Work to do =
Reproduce the listing below without any change.

Records shown =
------------------------
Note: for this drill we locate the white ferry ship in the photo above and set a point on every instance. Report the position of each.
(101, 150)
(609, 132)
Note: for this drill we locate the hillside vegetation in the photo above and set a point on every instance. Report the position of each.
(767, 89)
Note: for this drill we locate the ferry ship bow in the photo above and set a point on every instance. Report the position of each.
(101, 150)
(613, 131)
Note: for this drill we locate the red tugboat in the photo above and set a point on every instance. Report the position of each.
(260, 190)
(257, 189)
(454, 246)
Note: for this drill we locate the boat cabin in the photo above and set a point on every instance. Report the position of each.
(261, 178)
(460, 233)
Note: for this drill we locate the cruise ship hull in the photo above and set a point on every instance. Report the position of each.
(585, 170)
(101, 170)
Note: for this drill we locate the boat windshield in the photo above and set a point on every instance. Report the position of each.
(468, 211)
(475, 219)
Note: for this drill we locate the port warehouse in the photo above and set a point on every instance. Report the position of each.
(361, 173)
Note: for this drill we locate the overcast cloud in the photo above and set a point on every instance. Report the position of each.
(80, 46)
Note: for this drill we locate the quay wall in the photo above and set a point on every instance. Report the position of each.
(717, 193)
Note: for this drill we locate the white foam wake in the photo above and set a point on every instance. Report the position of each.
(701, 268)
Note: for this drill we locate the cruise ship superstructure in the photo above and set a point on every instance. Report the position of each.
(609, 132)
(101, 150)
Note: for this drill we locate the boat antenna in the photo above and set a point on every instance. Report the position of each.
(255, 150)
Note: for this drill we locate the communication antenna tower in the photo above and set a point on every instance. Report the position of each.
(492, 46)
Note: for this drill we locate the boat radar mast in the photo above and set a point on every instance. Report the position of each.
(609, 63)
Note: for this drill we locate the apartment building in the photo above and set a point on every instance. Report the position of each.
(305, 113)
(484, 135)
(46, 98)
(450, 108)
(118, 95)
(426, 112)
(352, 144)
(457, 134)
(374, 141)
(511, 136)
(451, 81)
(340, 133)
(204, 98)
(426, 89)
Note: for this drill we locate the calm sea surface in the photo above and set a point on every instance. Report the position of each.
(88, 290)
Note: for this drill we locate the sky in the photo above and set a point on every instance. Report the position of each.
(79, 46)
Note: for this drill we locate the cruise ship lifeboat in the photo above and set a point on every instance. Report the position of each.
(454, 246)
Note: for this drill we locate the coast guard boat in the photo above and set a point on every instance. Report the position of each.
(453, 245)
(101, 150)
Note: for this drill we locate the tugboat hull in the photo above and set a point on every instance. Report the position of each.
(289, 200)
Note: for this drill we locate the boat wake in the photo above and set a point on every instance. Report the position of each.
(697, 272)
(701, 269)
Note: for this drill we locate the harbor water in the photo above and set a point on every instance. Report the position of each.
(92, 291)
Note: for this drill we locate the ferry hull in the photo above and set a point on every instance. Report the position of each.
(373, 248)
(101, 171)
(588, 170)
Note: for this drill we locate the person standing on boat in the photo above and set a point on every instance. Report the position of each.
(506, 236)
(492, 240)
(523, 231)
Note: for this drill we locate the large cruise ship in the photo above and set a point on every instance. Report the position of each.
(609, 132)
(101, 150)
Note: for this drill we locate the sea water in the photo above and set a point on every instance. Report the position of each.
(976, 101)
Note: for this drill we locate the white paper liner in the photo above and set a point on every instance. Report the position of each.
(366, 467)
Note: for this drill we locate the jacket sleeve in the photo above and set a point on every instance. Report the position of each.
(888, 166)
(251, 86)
------------------------
Exercise result =
Note: for this drill we locate the white ferry ship in the photo above and set a point on every instance. Report the position of each.
(101, 150)
(609, 132)
Note: for this drill we locate the hillside vegetation in the photo above and set a point on every instance. Report the position of each.
(767, 89)
Note: for this drill we locate the ferry ship bow in the photo above and set a point on every instance. Report the position of each.
(101, 150)
(613, 131)
Note: for this drill we locate the red tugboat in the photo above and set a point on every instance. Report the position of each.
(260, 190)
(257, 189)
(454, 246)
Note: for this drill we locate the boat cabin in the photo above and set a point on every instance. Report the position of each.
(261, 178)
(460, 233)
Note: for this drill we locate the cruise ship hull in the photo above and set a point on every instance. Report the position of each.
(585, 170)
(101, 170)
Note: for this drill we locate the boat windshield in the photo above and set a point on every instance. Report the position of each.
(468, 211)
(475, 219)
Note: for this drill we locate the port warehouse in the photo above and set a point on every instance. Report the position of each.
(361, 173)
Note: for this drill we locate the overcast cloud in the photo above and set a point on every instance. Report the position of each.
(80, 46)
Note: for this drill we locate the quay wall in the photo above and set a point on every instance. Report the position of each.
(717, 193)
Note: for this drill we locate the white foam wake in the photo above and set a point on every instance. Report the position of each.
(701, 268)
Note: for this drill we locate the cruise ship superstructure in the photo above and set a point on every instance. Report the position of each.
(609, 132)
(101, 150)
Note: for this drill we locate the boat antenna in the photo above and set a point on every instance. Report the position of each.
(255, 150)
Note: for this drill we locate the communication antenna tower in the photo above and set a point on every instance. Report the position of each.
(492, 46)
Note: for this drill we locate the boat radar mast in the photo above and set a point on every instance. Report the position of each.
(609, 63)
Note: for this drill we locate the apartment building in the photo above and set a point on every instance. Report the position of each.
(305, 113)
(484, 135)
(46, 98)
(450, 108)
(118, 95)
(426, 112)
(352, 144)
(457, 134)
(374, 141)
(511, 136)
(451, 81)
(340, 133)
(204, 98)
(426, 89)
Note: for this drill we locate the calm sea surface in the photo above and set a point on every instance. Report the position of each.
(88, 290)
Note: for this drill we locate the sky in the photo above and set a point on every instance. Report the position of each.
(79, 46)
Note: for this drill we locate the cruise ship lifeboat in the photo above and set a point on every instance. Report the position of each.
(454, 246)
Note: for this drill we locate the coast guard boat in the photo above and set a point on every instance. Report the position of each.
(453, 245)
(101, 150)
Note: for this drill we locate the tugboat hull in the photo above and set a point on every instance. Report the position of each.
(289, 200)
Note: for this drill we locate the boat wake in the photo above and set a point on every instance. Report the position of each.
(697, 272)
(701, 269)
Note: for this drill we locate the harbor water in the photo above and set a point on every instance. Report the position of each.
(92, 291)
Note: for this drill we locate the ferry hull in the photo above and set a point on every instance. Report the position of each.
(373, 248)
(101, 171)
(588, 170)
Note: for this drill we locate the person standing on boat in the photo above and set a point on every instance. Report the position of each.
(506, 236)
(492, 240)
(523, 231)
Note: for this drill we locate the large cruise ship in the photo above and set a point on every instance. Report the position of each.
(609, 132)
(101, 150)
Note: for this drill we locate the sea water in the photo above and set a point on every instance. Report the position of each.
(976, 101)
Note: for this drill we locate the white paper liner in the photo above and set a point on every instance. Report the position of each.
(366, 467)
Note: for this drill we locate the jacket sleeve in the photo above and set a point on every instance. Report the position of each.
(888, 166)
(251, 86)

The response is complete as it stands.